Report how many lines in the data below contain the string "each". Give only the number.

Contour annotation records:
===

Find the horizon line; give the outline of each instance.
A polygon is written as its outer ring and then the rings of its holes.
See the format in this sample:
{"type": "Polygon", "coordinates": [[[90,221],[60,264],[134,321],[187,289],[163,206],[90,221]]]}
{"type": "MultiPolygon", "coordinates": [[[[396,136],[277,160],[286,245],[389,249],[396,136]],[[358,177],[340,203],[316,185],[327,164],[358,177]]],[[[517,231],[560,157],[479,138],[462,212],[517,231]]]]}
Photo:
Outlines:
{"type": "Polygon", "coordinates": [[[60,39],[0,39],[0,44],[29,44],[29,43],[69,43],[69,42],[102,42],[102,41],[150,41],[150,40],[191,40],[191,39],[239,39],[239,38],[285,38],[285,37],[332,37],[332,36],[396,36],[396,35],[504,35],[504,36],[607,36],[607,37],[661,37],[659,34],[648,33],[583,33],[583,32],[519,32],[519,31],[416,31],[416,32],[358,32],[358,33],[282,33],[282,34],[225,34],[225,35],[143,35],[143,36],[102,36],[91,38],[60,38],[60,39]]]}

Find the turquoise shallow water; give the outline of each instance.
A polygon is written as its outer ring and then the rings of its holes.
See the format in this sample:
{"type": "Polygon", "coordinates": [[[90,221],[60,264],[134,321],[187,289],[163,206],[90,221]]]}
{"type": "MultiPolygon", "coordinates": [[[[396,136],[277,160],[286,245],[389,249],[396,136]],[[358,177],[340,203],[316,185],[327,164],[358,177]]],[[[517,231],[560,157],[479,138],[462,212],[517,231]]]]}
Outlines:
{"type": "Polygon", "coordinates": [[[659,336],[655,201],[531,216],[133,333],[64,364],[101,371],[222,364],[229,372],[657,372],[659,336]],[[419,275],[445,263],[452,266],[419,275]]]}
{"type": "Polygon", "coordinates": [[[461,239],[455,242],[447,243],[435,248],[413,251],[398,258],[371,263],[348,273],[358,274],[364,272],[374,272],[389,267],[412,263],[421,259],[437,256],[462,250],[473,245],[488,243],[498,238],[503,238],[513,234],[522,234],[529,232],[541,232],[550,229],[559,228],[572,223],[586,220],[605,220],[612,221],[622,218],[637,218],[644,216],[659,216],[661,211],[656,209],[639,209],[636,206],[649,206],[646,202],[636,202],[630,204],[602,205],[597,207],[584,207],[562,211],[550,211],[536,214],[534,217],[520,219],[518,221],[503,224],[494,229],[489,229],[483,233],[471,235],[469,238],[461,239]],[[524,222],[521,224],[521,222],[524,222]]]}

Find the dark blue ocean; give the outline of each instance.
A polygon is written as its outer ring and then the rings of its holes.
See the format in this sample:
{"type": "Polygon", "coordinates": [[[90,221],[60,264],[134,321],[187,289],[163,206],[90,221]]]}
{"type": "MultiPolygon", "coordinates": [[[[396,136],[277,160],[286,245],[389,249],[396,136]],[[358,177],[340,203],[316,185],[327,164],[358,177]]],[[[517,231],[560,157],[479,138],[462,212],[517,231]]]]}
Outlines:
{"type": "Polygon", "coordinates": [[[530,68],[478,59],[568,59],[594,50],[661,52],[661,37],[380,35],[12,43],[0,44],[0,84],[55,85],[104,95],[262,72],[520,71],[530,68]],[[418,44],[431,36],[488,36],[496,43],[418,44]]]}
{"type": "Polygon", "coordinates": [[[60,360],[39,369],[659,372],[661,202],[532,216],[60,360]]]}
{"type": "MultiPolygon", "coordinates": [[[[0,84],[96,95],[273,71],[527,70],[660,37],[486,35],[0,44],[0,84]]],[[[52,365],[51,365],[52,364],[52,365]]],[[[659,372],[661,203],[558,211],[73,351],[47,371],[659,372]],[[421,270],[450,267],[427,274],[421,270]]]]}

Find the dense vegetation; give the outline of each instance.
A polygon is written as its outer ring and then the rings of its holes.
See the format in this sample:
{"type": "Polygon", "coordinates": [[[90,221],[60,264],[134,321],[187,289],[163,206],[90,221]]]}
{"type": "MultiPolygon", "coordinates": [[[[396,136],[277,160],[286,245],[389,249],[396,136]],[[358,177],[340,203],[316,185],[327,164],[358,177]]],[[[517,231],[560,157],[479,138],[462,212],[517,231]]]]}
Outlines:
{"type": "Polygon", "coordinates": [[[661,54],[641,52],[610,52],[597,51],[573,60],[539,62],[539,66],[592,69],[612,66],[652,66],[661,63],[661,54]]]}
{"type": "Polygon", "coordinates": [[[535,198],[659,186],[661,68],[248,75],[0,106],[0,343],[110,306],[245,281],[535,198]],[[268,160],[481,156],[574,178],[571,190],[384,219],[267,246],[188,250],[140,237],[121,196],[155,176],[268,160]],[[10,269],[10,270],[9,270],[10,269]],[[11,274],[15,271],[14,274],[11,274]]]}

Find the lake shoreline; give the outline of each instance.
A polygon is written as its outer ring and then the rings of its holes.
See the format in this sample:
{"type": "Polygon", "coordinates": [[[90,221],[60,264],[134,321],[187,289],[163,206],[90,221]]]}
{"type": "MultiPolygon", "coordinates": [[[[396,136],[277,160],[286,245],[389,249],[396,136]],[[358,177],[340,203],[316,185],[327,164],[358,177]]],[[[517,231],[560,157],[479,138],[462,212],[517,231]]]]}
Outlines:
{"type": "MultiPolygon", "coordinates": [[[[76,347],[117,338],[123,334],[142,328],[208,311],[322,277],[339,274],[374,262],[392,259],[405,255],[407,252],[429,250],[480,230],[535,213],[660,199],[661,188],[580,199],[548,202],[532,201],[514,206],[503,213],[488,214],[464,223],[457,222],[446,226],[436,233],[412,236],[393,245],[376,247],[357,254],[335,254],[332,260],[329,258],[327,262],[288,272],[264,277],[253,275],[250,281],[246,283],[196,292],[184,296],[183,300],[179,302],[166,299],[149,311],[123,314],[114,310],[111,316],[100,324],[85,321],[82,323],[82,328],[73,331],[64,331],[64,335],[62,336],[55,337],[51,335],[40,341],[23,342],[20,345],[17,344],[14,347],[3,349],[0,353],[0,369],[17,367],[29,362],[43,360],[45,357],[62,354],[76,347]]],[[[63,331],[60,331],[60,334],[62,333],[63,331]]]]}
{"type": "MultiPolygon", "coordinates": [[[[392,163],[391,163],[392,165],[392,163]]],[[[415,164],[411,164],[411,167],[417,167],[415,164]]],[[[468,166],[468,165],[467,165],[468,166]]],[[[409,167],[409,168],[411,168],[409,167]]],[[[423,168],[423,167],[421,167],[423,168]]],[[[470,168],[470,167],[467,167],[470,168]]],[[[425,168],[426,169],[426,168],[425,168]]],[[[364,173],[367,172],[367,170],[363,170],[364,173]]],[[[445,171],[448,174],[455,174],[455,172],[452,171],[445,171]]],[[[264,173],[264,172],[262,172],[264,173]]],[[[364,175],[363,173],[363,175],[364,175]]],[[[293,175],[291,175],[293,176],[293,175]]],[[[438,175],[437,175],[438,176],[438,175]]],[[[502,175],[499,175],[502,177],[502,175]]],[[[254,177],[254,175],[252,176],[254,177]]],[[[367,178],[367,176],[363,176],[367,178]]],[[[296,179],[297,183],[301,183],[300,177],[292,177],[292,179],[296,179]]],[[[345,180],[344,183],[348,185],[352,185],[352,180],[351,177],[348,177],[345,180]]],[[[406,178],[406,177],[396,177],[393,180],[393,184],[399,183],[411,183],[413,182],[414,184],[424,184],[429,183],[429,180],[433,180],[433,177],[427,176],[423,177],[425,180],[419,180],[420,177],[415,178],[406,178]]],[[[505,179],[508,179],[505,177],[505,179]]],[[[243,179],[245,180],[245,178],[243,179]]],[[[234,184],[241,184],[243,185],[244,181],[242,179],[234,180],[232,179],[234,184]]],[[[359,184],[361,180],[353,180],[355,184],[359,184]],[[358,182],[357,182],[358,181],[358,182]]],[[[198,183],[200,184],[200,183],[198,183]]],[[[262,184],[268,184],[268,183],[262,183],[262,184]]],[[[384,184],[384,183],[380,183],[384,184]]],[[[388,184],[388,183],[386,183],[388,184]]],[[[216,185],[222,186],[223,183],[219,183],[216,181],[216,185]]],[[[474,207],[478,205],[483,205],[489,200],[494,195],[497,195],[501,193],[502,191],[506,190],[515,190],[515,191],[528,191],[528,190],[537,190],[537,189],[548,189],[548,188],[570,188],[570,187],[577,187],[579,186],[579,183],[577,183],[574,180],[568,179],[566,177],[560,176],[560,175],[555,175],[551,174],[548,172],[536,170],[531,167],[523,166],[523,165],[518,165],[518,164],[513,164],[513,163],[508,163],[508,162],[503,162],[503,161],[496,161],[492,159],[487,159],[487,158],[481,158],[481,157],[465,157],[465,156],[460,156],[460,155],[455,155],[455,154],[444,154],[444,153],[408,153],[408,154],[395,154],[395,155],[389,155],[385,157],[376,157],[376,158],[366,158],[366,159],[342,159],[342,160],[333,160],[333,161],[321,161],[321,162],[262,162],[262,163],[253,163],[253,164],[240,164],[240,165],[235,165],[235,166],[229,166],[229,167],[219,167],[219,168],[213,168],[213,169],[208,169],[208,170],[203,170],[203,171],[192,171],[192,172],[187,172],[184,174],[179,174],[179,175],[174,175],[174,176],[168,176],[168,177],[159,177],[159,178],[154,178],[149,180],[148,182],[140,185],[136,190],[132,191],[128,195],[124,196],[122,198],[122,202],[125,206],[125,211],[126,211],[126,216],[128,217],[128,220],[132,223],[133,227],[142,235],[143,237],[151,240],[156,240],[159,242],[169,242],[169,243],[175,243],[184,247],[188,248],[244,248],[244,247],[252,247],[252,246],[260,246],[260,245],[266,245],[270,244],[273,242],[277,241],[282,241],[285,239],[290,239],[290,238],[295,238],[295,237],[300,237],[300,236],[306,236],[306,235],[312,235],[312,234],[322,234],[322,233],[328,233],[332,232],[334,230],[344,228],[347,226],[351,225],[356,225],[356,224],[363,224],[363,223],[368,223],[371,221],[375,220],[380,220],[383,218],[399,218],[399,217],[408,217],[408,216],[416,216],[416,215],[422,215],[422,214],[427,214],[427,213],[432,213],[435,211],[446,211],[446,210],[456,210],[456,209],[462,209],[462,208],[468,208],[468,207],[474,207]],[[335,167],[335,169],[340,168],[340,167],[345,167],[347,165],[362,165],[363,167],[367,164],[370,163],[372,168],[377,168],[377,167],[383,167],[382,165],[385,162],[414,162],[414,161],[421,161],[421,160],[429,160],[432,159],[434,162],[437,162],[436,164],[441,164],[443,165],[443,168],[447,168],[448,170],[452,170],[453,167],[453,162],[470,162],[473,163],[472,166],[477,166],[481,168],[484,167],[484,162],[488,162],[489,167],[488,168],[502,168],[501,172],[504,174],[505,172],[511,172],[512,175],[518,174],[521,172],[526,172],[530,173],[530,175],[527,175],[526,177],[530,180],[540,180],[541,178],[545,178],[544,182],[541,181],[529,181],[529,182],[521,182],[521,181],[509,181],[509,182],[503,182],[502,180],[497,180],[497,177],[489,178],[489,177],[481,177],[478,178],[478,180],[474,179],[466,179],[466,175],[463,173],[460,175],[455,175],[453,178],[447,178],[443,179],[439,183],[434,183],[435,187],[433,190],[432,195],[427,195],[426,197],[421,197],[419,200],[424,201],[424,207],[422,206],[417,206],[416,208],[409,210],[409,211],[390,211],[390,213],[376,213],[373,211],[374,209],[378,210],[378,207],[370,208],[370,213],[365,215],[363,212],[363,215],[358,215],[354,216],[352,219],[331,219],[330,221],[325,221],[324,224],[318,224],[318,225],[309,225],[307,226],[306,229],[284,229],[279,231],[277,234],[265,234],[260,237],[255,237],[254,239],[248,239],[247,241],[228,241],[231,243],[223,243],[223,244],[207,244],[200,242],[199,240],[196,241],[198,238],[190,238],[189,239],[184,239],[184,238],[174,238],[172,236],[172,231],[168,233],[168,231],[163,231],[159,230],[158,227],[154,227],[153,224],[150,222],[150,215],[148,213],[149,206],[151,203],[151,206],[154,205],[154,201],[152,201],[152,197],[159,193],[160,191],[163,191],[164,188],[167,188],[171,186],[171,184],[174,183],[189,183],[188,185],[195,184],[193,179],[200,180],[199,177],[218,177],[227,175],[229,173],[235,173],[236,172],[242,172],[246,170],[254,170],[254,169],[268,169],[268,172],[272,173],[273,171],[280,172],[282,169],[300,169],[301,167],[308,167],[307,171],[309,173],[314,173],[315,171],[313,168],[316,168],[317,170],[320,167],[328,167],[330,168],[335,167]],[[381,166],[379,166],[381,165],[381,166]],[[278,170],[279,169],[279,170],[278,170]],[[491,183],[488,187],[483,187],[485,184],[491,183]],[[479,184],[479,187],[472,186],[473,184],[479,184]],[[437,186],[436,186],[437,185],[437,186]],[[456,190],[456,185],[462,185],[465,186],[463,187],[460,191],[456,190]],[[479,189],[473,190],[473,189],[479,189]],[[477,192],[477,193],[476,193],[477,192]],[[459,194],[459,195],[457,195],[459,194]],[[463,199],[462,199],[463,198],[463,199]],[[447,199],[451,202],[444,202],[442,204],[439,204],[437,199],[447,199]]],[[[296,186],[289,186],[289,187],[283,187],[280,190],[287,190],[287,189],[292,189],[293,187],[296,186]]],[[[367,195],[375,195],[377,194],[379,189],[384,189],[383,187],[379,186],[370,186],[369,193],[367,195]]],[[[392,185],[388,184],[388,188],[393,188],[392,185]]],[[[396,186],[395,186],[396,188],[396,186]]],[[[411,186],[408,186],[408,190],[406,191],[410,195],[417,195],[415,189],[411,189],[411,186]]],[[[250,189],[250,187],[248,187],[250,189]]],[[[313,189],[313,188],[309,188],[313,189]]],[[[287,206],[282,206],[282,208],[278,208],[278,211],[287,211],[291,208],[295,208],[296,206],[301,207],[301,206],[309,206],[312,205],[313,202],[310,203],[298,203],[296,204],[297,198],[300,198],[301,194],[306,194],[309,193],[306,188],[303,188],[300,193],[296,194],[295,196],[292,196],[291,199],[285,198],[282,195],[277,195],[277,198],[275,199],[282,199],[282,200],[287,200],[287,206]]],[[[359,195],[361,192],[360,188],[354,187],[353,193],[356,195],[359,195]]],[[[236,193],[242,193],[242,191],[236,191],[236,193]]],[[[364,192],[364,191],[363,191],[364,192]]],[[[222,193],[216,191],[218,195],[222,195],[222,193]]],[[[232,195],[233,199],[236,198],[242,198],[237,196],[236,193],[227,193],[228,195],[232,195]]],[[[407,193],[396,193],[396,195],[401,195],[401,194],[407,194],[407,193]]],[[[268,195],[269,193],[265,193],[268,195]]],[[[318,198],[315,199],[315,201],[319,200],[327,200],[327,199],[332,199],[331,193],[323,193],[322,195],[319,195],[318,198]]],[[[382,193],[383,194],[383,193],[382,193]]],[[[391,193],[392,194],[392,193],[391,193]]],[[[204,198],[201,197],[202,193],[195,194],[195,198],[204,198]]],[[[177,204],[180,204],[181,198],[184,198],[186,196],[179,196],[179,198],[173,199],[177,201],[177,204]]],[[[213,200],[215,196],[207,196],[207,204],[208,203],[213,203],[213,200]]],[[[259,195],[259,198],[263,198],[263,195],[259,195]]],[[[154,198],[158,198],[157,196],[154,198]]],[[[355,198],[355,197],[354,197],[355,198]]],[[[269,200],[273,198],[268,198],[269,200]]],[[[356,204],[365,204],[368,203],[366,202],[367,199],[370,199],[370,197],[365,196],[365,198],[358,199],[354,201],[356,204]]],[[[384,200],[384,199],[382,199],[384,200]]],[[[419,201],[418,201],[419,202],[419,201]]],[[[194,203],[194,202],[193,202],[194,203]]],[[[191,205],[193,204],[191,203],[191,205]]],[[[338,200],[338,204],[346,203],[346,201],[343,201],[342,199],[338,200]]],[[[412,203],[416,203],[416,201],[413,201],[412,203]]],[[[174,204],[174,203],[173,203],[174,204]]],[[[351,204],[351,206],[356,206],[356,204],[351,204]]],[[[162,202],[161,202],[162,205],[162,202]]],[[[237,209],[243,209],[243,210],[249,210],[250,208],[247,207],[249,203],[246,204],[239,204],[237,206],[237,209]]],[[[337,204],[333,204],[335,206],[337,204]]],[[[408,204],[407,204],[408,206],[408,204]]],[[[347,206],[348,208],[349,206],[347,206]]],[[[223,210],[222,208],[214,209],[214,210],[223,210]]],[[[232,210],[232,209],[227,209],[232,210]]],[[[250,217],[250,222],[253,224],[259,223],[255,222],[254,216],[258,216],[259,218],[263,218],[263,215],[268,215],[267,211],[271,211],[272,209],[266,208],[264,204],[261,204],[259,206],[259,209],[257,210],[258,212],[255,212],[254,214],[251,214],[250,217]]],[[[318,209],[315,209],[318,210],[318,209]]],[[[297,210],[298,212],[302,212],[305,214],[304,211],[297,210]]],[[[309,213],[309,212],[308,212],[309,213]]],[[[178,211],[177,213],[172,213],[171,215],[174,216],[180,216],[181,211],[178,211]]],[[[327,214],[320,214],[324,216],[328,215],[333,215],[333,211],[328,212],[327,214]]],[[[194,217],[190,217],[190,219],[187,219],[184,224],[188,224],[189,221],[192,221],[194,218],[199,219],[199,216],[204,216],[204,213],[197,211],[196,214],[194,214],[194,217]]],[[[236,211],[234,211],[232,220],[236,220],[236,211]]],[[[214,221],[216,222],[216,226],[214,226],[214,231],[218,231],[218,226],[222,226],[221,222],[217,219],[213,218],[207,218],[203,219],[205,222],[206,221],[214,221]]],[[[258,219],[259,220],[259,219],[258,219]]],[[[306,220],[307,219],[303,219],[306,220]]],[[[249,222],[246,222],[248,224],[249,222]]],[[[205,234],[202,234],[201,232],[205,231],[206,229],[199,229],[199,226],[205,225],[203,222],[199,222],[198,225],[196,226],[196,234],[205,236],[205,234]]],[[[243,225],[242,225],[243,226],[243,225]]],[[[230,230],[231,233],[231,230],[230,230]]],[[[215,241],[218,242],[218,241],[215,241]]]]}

===

Solution below.
5